Task requirements: Your task is to copy the stretch of lines in the records below that begins with the line containing "Where can the nose" and ends with the line containing "Where can the man's forearm", exactly as written, with nothing added.

Supplied entries:
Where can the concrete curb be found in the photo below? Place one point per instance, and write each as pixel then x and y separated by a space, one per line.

==

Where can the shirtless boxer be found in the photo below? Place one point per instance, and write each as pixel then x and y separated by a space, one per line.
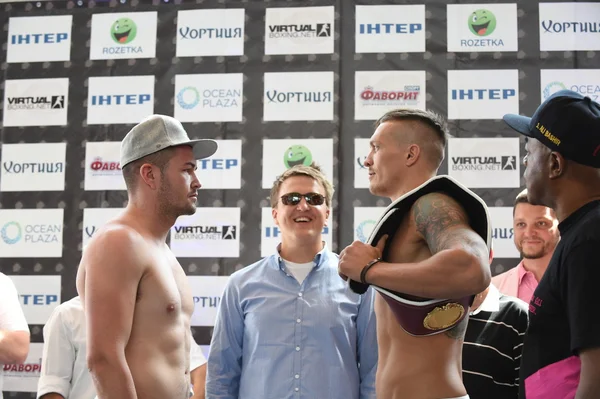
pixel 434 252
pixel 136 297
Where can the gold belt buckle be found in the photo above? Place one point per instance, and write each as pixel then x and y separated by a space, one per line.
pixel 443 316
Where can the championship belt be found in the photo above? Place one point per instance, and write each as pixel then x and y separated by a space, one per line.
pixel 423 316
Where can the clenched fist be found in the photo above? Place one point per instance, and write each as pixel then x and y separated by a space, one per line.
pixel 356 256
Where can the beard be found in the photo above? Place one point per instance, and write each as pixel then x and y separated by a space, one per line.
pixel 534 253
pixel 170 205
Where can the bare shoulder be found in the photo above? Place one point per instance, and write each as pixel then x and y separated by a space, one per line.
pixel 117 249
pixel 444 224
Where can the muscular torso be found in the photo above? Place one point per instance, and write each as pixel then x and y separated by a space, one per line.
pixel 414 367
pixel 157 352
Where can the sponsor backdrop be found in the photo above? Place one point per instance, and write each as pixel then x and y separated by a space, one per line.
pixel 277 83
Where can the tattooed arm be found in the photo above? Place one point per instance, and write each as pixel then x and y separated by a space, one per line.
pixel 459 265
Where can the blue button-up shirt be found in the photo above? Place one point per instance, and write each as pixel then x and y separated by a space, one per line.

==

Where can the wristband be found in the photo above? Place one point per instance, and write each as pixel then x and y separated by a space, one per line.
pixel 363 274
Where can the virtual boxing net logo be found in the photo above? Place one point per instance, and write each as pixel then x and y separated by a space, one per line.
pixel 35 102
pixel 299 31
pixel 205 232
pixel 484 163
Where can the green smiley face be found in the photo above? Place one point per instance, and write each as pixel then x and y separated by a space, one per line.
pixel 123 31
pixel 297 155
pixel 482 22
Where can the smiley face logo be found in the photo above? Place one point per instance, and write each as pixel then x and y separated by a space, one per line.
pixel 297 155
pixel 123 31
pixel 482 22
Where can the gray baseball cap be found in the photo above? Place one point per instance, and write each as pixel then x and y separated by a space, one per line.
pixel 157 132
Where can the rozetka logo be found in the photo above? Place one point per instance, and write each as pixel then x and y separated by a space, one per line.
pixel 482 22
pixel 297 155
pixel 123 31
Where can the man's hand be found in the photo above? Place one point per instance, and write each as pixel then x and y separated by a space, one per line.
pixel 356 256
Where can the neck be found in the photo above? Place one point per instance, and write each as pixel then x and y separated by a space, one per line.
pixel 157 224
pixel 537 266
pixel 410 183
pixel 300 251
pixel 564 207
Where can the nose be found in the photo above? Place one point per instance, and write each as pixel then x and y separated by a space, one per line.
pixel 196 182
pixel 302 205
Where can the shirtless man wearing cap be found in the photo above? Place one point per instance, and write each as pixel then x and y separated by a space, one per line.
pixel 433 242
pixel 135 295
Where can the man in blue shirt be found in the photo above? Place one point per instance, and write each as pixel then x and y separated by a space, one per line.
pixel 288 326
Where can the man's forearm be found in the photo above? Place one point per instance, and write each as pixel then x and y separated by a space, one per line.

The completed task:
Where can the nose be found in the photo above? Place one point per instance, and write each as pixel then x and y separated by a space, one per line.
pixel 196 182
pixel 302 205
Where can the shirtless man wearing cap be found in the photo above? Place one point per instance, and write each as pixel then x and y separated by a space, one per line.
pixel 433 242
pixel 135 295
Where can the man in blue shirt be found in the photo above? Place one point per instance, and write each as pixel then x and y separated by a space, one per line.
pixel 288 326
Where can the man's forearm be found in the photo above? Place one point per instance, and write each as pixel then x and y separated by a space, one per line.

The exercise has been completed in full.